Data excerpts
"""

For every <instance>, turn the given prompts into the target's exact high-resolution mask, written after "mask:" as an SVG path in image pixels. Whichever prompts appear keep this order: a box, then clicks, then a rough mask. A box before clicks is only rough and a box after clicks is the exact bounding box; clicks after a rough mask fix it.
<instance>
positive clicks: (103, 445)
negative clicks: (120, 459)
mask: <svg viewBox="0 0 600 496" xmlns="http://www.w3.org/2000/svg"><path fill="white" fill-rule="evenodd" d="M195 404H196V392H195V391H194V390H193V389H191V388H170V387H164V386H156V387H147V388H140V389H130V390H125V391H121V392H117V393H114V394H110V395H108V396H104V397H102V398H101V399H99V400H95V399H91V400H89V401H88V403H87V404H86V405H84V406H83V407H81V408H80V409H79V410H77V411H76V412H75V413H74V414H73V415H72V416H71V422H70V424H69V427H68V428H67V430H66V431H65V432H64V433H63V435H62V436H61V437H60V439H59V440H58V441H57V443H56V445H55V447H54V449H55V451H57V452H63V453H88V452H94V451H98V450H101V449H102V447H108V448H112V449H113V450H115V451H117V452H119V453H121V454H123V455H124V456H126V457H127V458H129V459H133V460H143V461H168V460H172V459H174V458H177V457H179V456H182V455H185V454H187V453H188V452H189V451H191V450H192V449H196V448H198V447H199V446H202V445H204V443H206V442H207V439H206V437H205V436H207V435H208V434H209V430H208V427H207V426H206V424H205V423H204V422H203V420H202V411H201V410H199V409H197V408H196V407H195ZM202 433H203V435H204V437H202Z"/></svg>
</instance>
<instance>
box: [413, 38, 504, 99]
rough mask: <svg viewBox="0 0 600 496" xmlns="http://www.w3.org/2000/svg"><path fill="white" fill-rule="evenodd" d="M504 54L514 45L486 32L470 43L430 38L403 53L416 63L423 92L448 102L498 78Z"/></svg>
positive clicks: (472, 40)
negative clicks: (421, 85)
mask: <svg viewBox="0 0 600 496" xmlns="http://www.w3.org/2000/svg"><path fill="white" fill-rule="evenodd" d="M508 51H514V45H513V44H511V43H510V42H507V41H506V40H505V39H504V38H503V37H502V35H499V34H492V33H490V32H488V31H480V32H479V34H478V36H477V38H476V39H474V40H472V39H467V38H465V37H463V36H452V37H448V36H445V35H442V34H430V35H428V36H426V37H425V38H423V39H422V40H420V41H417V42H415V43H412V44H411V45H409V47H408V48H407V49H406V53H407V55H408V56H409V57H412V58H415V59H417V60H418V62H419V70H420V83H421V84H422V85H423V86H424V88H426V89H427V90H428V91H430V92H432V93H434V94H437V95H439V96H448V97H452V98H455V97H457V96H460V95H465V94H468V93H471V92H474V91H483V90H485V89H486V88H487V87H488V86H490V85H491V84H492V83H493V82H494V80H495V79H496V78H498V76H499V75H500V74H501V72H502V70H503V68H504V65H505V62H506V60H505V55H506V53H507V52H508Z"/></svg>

"""

• **EXERCISE PROMPT**:
Restate word for word the lines of the data above, starting at the line containing "rough mask: <svg" and ending at the line containing "positive clicks: (472, 40)", both included, and nothing more.

• **RESPONSE FOR THIS EXERCISE**:
rough mask: <svg viewBox="0 0 600 496" xmlns="http://www.w3.org/2000/svg"><path fill="white" fill-rule="evenodd" d="M504 54L514 45L486 32L470 43L430 38L403 53L416 63L423 92L448 102L498 78Z"/></svg>
positive clicks: (472, 40)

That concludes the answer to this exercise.